> Problem statement: Every record here needs to be duplicated exactly.

[Collection entries]
= = = =

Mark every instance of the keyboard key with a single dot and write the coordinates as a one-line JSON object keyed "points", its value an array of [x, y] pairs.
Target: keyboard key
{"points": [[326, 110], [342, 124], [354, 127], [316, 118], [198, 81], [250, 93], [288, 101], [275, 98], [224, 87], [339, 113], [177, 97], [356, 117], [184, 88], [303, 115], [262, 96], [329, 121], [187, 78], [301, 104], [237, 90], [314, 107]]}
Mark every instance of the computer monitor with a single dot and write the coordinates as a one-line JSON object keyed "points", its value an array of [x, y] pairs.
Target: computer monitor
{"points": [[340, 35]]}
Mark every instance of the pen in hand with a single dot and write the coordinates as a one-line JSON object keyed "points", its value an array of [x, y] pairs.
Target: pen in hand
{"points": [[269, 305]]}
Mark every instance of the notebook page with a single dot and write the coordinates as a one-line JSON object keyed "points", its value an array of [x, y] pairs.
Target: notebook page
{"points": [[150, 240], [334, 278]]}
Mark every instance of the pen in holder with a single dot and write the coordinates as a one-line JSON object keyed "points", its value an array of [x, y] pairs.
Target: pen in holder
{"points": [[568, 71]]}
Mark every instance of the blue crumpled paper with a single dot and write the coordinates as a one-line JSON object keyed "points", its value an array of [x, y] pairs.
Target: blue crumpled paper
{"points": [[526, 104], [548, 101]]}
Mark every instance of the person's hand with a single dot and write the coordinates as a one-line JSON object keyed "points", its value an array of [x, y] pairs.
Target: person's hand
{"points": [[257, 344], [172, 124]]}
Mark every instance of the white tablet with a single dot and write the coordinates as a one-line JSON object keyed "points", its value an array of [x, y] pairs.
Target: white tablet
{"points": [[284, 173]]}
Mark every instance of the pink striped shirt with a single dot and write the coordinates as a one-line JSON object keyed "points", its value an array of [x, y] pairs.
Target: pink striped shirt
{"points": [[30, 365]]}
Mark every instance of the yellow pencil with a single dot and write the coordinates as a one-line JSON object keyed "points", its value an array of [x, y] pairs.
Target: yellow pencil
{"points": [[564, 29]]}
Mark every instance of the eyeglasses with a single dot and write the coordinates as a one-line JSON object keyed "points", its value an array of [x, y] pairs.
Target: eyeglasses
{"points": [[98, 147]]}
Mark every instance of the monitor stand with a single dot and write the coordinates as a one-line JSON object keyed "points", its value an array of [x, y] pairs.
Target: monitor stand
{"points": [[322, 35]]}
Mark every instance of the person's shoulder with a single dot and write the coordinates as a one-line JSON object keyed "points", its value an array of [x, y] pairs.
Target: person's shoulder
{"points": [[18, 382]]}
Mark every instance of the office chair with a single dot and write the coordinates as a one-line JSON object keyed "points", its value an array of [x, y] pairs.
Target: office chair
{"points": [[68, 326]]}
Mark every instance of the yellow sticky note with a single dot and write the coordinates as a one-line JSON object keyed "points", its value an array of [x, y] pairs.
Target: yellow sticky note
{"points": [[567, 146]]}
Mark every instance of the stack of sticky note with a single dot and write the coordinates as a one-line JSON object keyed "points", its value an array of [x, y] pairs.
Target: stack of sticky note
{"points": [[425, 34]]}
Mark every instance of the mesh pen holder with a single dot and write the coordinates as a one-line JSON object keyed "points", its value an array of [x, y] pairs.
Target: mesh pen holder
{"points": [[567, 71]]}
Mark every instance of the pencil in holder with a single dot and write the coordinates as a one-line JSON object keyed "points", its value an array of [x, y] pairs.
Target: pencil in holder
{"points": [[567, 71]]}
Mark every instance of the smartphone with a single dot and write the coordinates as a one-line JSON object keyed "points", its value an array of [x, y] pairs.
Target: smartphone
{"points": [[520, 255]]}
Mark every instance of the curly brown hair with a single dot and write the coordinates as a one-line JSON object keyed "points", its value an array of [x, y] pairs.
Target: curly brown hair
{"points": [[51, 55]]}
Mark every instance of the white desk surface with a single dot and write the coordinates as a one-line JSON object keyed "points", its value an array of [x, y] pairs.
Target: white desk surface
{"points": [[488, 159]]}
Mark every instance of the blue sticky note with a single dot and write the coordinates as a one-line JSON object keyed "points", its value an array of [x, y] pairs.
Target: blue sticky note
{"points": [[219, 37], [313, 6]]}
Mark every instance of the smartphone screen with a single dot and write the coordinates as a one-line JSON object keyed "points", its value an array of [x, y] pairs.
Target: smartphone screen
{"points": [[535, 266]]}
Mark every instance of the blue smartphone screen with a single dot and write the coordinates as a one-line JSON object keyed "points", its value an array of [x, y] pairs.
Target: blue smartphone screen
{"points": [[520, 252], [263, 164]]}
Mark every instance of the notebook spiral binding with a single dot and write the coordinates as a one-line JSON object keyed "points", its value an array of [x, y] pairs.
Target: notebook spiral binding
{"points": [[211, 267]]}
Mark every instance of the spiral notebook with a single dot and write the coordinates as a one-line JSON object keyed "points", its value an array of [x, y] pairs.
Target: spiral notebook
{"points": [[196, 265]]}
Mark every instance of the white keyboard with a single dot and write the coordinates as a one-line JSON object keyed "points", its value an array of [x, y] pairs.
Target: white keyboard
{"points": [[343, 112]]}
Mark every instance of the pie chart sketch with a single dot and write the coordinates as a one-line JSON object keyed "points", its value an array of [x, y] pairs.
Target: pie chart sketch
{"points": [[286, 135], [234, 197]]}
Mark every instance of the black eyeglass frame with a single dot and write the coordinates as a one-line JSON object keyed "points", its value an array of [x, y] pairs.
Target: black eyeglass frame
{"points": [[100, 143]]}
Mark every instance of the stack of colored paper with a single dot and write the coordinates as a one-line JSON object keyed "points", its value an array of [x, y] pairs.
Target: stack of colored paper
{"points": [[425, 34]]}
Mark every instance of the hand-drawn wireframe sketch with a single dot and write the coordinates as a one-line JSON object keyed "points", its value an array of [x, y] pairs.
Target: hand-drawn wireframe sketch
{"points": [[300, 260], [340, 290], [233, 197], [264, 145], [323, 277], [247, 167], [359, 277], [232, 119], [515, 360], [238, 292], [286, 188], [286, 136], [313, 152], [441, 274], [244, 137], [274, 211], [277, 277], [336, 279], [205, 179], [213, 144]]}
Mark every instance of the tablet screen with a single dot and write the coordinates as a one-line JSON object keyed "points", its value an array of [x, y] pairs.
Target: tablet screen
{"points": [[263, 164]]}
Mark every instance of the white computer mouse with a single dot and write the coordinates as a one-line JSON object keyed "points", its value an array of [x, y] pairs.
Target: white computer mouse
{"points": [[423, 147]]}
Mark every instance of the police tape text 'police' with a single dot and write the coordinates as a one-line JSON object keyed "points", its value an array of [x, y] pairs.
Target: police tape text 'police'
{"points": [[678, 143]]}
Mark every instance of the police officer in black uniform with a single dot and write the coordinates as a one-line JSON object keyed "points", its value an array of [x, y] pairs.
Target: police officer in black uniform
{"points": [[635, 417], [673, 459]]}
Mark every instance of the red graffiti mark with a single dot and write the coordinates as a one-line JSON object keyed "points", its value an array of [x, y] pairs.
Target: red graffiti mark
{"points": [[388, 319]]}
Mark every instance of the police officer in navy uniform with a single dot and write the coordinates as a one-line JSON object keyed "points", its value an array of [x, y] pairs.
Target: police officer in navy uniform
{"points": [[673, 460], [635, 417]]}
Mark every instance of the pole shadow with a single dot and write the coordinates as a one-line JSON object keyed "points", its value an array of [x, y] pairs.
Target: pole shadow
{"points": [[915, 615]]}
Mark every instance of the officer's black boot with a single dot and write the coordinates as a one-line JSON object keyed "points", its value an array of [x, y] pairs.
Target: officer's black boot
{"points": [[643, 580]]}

= = = =

> Task answer:
Mark every instance of the keyboard key with a single dot and write the coordinates as a one-line JSON object keyed "points", its value an array of [x, y] pairs.
Target: keyboard key
{"points": [[326, 110], [342, 124], [354, 127], [316, 118], [198, 81], [250, 93], [288, 101], [275, 98], [224, 87], [339, 113], [177, 97], [356, 117], [184, 88], [303, 115], [262, 96], [329, 121], [187, 78], [301, 104], [237, 90], [314, 107]]}
Mark every instance of the computer monitor with a single dot and write the coordinates as a one-line JSON object keyed "points", its value an array of [x, y] pairs.
Target: computer monitor
{"points": [[340, 35]]}
Mark every instance of the pen in hand with a single dot and write the coordinates as a one-line JSON object keyed "points", its value an array of [x, y] pairs.
Target: pen in hand
{"points": [[269, 305]]}
Mark every instance of the notebook page with a single dot and write the coordinates as a one-line JSON object keyed "points", its value an array of [x, y] pairs.
Target: notebook page
{"points": [[150, 240], [334, 278]]}
Mark every instance of the pen in holder with a single dot and write the coordinates as a one-line JSON object keyed "points", its value an array of [x, y] pairs.
Target: pen in holder
{"points": [[568, 71]]}
Mark every instance of the blue crumpled paper with a single dot and write the coordinates as a one-line JSON object keyed "points", its value an array of [x, y] pairs.
Target: blue crumpled paper
{"points": [[526, 104], [548, 101]]}
Mark every instance of the person's hand with a single dot and write the coordinates as a one-line JSON object keyed "points", its value an array of [x, y] pairs.
Target: person's hand
{"points": [[257, 344], [172, 124]]}
Mark every instance of the white tablet with a single dot and write the coordinates as a one-line JSON object keyed "points", its value an array of [x, y] pairs.
Target: white tablet
{"points": [[284, 173]]}
Mark every instance of the pink striped shirt with a single dot and write the coordinates as a one-line JSON object keyed "points", its value an array of [x, y] pairs.
Target: pink striped shirt
{"points": [[30, 365]]}
Mark every instance of the yellow pencil with a single dot and write the coordinates as a one-line JSON object keyed "points", its value an array of [x, y] pairs.
Target: yellow pencil
{"points": [[564, 29]]}
Mark every instance of the eyeglasses with a single dot and write the coordinates as a one-line JSON object keyed "points", its value an array of [x, y] pairs.
Target: eyeglasses
{"points": [[98, 147]]}
Mark every instance of the monitor stand with a single dot and write the coordinates as a one-line JSON object keyed "points", its value an array of [x, y] pairs.
Target: monitor stand
{"points": [[322, 35]]}
Mark every instance of the person's shoulder with a single dot and write the coordinates as a one-line JSON object keyed "points", its value an array of [x, y] pairs.
Target: person's shoulder
{"points": [[18, 382]]}
Mark every instance of the office chair with a single dot and write the coordinates as a one-line JSON object keyed "points", its value an array of [x, y] pairs.
Target: office chair
{"points": [[68, 326]]}
Mark every instance of the yellow sticky note with a single dot and write the coordinates as a one-line JSON object keyed "points", its value an array of [x, y] pairs.
Target: yellow sticky note
{"points": [[567, 146]]}
Mark every instance of the stack of sticky note with a single dot and write the coordinates as a one-line JSON object keyed "points", its value an array of [x, y] pairs.
Target: stack of sticky note
{"points": [[425, 34]]}
Mark every instance of the mesh pen holder with a single dot and write the coordinates as a one-line JSON object keyed "points", its value an array of [x, y] pairs.
Target: mesh pen holder
{"points": [[567, 71]]}
Mark every instance of the pencil in holder with a single dot and write the coordinates as a one-line JSON object keyed "points", its value an array of [x, y] pairs.
Target: pencil in holder
{"points": [[567, 71]]}
Mark every instance of the smartphone with a single dot and write the coordinates as a one-line JSON object keyed "points", its value an array of [x, y] pairs.
Target: smartphone
{"points": [[520, 255]]}
Mark every instance of the curly brown hair with a single dot and write the coordinates as a one-line JSON object keyed "points", its value an array of [x, y] pairs.
Target: curly brown hair
{"points": [[51, 55]]}
Mark every instance of the white desk surface with a single dot and write the coordinates as a one-line JSON object keyed "points", its value an array of [x, y] pairs.
Target: white desk surface
{"points": [[488, 159]]}
Mark every instance of the blue sticky note with a single dot and write the coordinates as a one-line JSON object keyed "points", its value an array of [x, y] pairs.
Target: blue sticky note
{"points": [[219, 37], [313, 6]]}
Mark every instance of the smartphone screen with a single dot and write the coordinates as a one-line JSON object keyed "points", its value an array of [x, y] pairs.
Target: smartphone screen
{"points": [[535, 266]]}
Mark every instance of the blue smartphone screen with a single dot and write the coordinates as a one-line JSON object keyed "points", its value an array of [x, y] pairs.
Target: blue smartphone screen
{"points": [[520, 252], [263, 164]]}
Mark every instance of the notebook spiral binding with a single dot and write the coordinates as a one-line JSON object keyed "points", its value an array of [x, y] pairs.
Target: notebook spiral binding
{"points": [[211, 267]]}
Mark every instance of the spiral notebook with a single dot and write the coordinates as a one-line JSON object keyed "points", its value an array of [x, y] pairs.
Target: spiral notebook
{"points": [[196, 265]]}
Mark every instance of the white keyboard with a single dot and write the coordinates as a one-line JSON object keyed "points", its value an array of [x, y] pairs.
Target: white keyboard
{"points": [[343, 112]]}
Mark every instance of the pie chart sketch with a single dot and write the coordinates as a one-line JSON object keyed "points", its value an array of [x, y] pairs.
Target: pie chart sketch
{"points": [[286, 135], [234, 197]]}
Mark every instance of the black eyeglass frame with a single dot and write the coordinates as a one-line JSON object keyed "points", its value an array of [x, y] pairs.
Target: black eyeglass frame
{"points": [[100, 143]]}
Mark every instance of the stack of colored paper with a single dot and write the coordinates as a one-line JSON object keyed "points", its value an array of [x, y] pairs.
Target: stack of colored paper
{"points": [[425, 34]]}
Mark every instance of the hand-drawn wireframe sketch with a single dot and write the coordinates as a one-line JSON object keyed "points", its value an array of [x, y] pairs.
Target: hand-drawn wireframe sketch
{"points": [[300, 260], [340, 290], [233, 197], [264, 145], [323, 277], [247, 167], [359, 277], [232, 119], [515, 360], [238, 292], [286, 188], [286, 136], [313, 152], [441, 274], [244, 137], [274, 211], [277, 277], [336, 279], [205, 179], [213, 144]]}
Mark every instance of the tablet screen with a single dot and write the coordinates as a one-line JSON object keyed "points", its value an array of [x, y] pairs.
Target: tablet screen
{"points": [[263, 164]]}
Mark every instance of the white computer mouse with a single dot and write the coordinates as a one-line JSON object keyed "points", its value an array of [x, y] pairs.
Target: white computer mouse
{"points": [[423, 147]]}
Mark every instance of the police tape text 'police' with a single dot and write the coordinates as a one-line JSON object keyed "points", its value an array of [x, y] pairs.
Target: police tape text 'police'
{"points": [[678, 143]]}
Mark every instance of the police officer in black uniform with a single dot and write the coordinates as a one-line JSON object keyed "points", its value an array of [x, y] pairs.
Target: police officer in black uniform
{"points": [[635, 417], [673, 459]]}
Mark every instance of the red graffiti mark with a single dot and write the coordinates as a one-line JSON object keyed "points", its value an array of [x, y] pairs.
Target: red graffiti mark
{"points": [[388, 319]]}
Mark every instance of the police officer in navy uniform with a single dot and write the coordinates as a one-line JSON object keyed "points", its value an array of [x, y] pairs.
Target: police officer in navy uniform
{"points": [[673, 460], [635, 417]]}
Mark every instance of the pole shadow with a single dot and write the coordinates as a one-line JSON object keyed "points", its value an array of [x, y] pairs.
Target: pole shadow
{"points": [[915, 615]]}
Mark every instance of the officer's black boot with a single dot and write the coordinates as a one-line JSON object keyed "points", its value an array of [x, y] pairs.
Target: officer's black boot
{"points": [[643, 580]]}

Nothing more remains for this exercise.